Other professional voices heard at the broad-based meetings were those of E. Digby Baltzell, professor of sociology at the University of Pennsylvania; Michael P. Conzen, assistant professor of geography at Boston University; and Robert Marler, director of the American Studies Program at Temple University.
From the standpoint of Ursinus, the impending development of the region would have both a negative and a positive effect in the years following the 1970-1976 period.
Threats to the security of students and college property would lead to a growing security staff and formal procedures unheard of in the bucolic past, when the eyes and ears of the campus community sufficed to maintain a safe place. Traffic in the area, especially on Main Street, would increase. Flashing caution signs and students standing in the middle of the street, waiting to leap frog the second lane of traffic to get onto the main campus from the residential village, would become commonplaces. Relations between the college staff and the growing police force in Collegeville would become more regularized, in need of constant tending to keep good will between town and gown.
On the positive side, the emergence of the Perkiomen Valley as a growth area would allow Ursinus to shed its image as a "country college." It would be able to capitalize on its easy access to the historical and cultural resources of Philadelphia. With the building nearby of shopping malls, the Route 422 bypass, and sprawling corporate campuses, the college would gain a familiar look for students and their parents from the mid-Atlantic megalopolis. Ursinus leaders would take active roles in the life of the region.
The awesome twin cooling towers of the Limerick nuclear generating station of PECO would hover on the horizon as visitors to campus coming from King of Prussia approached the exit lane to Route 29 marked "Collegeville-Phoenixville." These totemic towers would give pause to some. At the same time, they would come to symbolize the important role of the Perkiomen Valley in the development of Pennsylvania and the whole mid-Atlantic region.
Whatever the effect of regional development on the college, its officials would remain actively involved in the process.

● Set task 1
Select each of the rows below that contains the string "mountain", and copy those rows.

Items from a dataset
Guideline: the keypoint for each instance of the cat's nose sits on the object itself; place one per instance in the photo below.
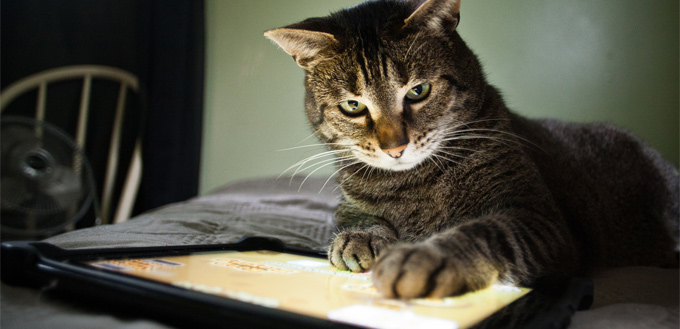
(396, 152)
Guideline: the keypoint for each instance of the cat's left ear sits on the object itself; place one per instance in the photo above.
(305, 46)
(436, 15)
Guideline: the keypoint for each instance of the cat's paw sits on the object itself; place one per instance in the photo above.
(422, 270)
(356, 251)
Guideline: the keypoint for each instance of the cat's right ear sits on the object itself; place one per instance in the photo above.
(305, 46)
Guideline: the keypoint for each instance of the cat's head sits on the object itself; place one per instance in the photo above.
(386, 80)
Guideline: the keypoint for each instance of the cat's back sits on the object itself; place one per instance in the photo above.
(618, 194)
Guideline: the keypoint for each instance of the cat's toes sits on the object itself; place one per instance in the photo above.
(418, 271)
(356, 251)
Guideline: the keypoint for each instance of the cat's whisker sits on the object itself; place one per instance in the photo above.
(454, 155)
(520, 138)
(457, 148)
(505, 141)
(337, 171)
(315, 145)
(304, 161)
(324, 162)
(317, 169)
(306, 138)
(437, 162)
(446, 159)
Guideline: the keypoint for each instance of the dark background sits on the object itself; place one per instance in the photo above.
(160, 41)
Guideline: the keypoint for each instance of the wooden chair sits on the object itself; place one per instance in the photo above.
(87, 73)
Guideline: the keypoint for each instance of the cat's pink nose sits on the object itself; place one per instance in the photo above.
(396, 152)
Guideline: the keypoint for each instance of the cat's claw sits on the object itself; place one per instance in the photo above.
(356, 251)
(421, 270)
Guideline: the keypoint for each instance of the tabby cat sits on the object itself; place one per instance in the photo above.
(444, 190)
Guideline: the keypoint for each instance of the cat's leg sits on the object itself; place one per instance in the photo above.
(473, 256)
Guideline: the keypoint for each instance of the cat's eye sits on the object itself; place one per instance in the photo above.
(418, 92)
(352, 108)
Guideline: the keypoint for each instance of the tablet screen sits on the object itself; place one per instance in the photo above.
(313, 287)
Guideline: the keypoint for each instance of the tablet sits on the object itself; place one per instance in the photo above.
(261, 283)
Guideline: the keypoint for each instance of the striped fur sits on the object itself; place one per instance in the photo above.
(479, 194)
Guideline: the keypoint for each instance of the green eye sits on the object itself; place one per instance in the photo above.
(418, 92)
(352, 108)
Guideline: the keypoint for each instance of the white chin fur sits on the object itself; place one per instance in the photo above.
(384, 161)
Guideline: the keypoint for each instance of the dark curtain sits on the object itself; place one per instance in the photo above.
(160, 41)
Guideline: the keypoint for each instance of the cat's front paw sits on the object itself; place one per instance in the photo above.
(423, 270)
(356, 251)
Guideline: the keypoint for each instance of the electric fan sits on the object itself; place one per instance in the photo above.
(46, 181)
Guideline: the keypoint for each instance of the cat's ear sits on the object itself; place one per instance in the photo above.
(436, 15)
(305, 46)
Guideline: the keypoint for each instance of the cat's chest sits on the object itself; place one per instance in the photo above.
(416, 207)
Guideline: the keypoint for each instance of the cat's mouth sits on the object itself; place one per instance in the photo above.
(409, 158)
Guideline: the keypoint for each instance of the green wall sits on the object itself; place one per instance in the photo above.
(578, 60)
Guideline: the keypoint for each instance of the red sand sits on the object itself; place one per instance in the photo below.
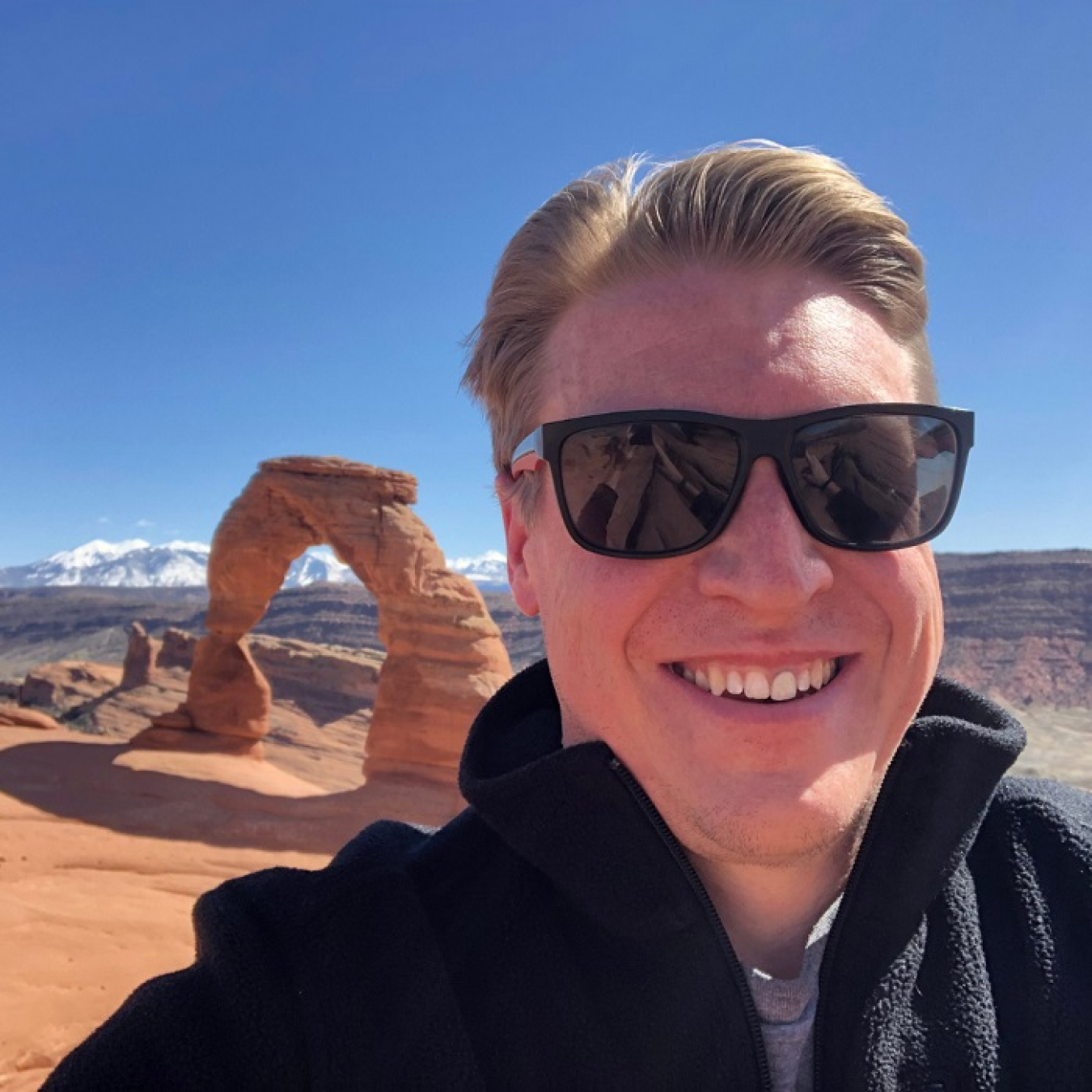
(103, 851)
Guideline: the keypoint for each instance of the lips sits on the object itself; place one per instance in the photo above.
(758, 684)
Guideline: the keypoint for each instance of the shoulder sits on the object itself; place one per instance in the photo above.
(1043, 805)
(1039, 829)
(370, 879)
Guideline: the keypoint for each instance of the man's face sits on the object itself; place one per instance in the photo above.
(737, 780)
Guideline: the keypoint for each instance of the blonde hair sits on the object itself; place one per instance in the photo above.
(748, 205)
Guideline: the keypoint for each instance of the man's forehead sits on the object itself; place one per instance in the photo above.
(673, 340)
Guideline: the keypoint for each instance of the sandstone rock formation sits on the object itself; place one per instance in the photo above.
(445, 655)
(66, 685)
(16, 717)
(140, 658)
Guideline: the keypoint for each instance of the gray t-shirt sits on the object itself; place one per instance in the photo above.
(788, 1010)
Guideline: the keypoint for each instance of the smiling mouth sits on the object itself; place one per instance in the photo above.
(756, 684)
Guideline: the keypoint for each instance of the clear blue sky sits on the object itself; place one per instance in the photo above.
(233, 231)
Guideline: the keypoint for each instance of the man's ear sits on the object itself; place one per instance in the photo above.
(515, 535)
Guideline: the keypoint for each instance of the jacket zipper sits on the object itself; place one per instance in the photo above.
(707, 904)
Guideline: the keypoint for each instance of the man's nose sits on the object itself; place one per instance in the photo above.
(764, 558)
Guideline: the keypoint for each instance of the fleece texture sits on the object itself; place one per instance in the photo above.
(552, 936)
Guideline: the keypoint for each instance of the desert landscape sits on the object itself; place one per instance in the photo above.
(106, 844)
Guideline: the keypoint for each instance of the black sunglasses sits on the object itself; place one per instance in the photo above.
(658, 483)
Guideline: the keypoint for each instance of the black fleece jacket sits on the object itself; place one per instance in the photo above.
(554, 936)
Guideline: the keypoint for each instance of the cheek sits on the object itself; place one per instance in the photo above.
(910, 596)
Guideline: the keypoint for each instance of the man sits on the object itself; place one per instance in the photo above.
(734, 836)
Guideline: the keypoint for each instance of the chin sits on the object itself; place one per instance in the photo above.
(780, 823)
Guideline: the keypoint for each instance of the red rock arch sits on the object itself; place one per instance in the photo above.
(445, 654)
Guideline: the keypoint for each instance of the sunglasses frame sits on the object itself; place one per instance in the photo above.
(762, 437)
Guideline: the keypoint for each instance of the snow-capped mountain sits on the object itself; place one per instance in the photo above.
(130, 564)
(489, 570)
(138, 564)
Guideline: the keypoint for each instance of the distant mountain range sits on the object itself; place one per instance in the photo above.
(138, 564)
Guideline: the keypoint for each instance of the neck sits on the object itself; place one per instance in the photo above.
(769, 910)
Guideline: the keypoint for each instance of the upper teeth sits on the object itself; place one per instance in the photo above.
(757, 684)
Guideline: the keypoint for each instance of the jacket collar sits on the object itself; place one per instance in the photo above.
(570, 813)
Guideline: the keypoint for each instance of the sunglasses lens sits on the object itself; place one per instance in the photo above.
(648, 487)
(876, 480)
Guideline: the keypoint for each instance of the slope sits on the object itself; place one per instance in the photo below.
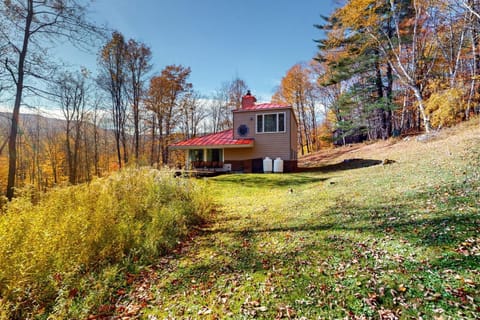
(346, 238)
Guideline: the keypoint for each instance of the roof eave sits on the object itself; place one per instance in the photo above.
(213, 146)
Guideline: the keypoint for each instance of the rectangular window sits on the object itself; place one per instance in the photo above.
(260, 123)
(281, 122)
(271, 122)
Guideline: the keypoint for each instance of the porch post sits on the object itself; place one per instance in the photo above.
(187, 159)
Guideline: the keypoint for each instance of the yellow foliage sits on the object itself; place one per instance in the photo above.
(46, 248)
(445, 107)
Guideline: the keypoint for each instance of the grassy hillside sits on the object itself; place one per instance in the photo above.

● Set task 2
Summarize the passage on Ursinus and regional development in two sentences.

● Exercise output 1
Guideline: the keypoint for each instance of the snow-capped mountain sits on the object itself; place one per instance in the photo above.
Guideline: the keypoint for each instance of the distant mountain range sits on the object itself; place one per instance in the photo above.

● Exercise output 2
Regional development after the 1970-1976 period would affect Ursinus negatively, as threats to security would bring a growing security staff, traffic on Main Street would increase, and relations with the Collegeville police would become more regularized. On the positive side, growth in the Perkiomen Valley would let the college shed its "country college" image, capitalize on its access to Philadelphia, and gain a familiar look for students and parents from the mid-Atlantic megalopolis, while its officials would remain actively involved in the process.